Source passage —
##########
# goats don't like buzzards



## koman (Sep 25, 2006)

as the title says i found out the hard way goats don't like buzzards. i tried eating two today and i ended up with the various busted parts you see here. just hope repairtime won't take so long as i've read for other people...


----------



## BV GTO (Jul 14, 2006)

*OUCH*


----------



## Joey R (Mar 29, 2007)

Holy SH*T!!!! I thought bird _crap_ on the goat was bad!!! You didn't lose it... That's good... but *Holy CRAP!!!*


----------



## texgoat (May 11, 2007)

THAT SUCKS ASS!!!!!


----------



## blkngrygoat (Feb 7, 2007)

How fast were you going? I work for an airplane company, and that looks like the old turkey cannon to me.


----------



## koman (Sep 25, 2006)

around 60 or so mph. was on a back road enjoying the landscape. the buzzard in the windscreen got up 30 seconds afterwards and walked off. the one in the grill landed in the ditch, i never saw him leave the ditch. called the estimator today and it should be ready to roll thursday or friday but she uncovered another problem, overspray...


----------



## cpowell (Mar 1, 2007)

i had a small bird hit my windshield about a month or so ago. luckily it didn't crack anything, just bounced off, bird died though and **** himself when he hit.
##########
Given information —
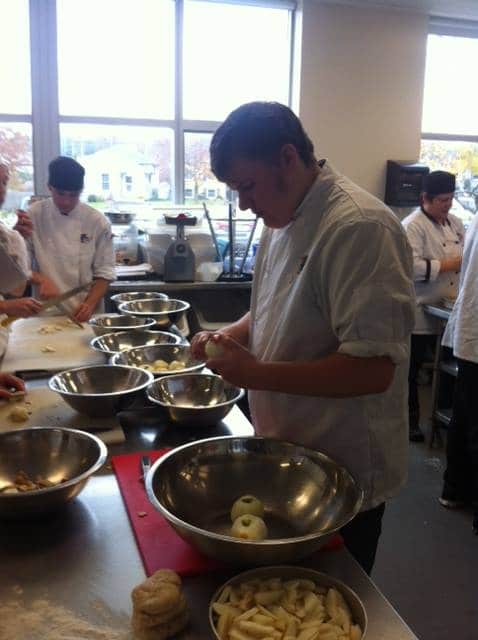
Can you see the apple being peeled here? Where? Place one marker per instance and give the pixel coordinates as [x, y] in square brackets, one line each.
[247, 505]
[213, 349]
[249, 527]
##########
Tasks and exercises —
[1] In the forum thread about the car that struck buzzards, why does the first poster conclude that goats don't like buzzards? Answer in one to three sentences.
[2] Continue the forum thread about the car that struck buzzards, starting after the last reply.
The material has no role in any of these tasks.

Results for each task —
[1] The poster learned it the hard way: the car hit two buzzards that day, one in the windscreen and one in the grill, and ended up with the busted parts shown.

[2]
----------



## Joey R (Mar 29, 2007)

koman said:


> but she uncovered another problem, overspray...


?????????:confused


----------



## koman (Sep 25, 2006)

it's from the joint i work at. not sure how i'm going to handle this because i'm not really wanting to do anything with the paint that's going to void the warranty corrosion-wise. i might have another trick up my sleeve for it though. i'll see it when i pick it up.


----------



## PEARL JAM (Sep 6, 2005)

Yeah, I see those bastards perched all over town. Power poles, roofs, ect. Never seen 'em attack a goat, though.


----------



## 04-Yellow Goat (Mar 21, 2007)

stupid birds....lets kill them all!!!! muuuuuuuuuu aaah ahahhahahaha


----------



## koman (Sep 25, 2006)

here's pictures after the repairs. took them this morning. the background is the citadel, part of me and part of charleston sc. i tried to take photos of the overspray but the camera didn't do well. old technology...


----------



## Hi Speed (Oct 27, 2004)

Man it's always bad to see a goat injured, Nice job on the repairs. What was the total bill? 

I had to remove over spray on mine as well. Rubbed the car out and a good wax job and she looked great. 

Keep the shinny side up!:rofl:


----------



## koman (Sep 25, 2006)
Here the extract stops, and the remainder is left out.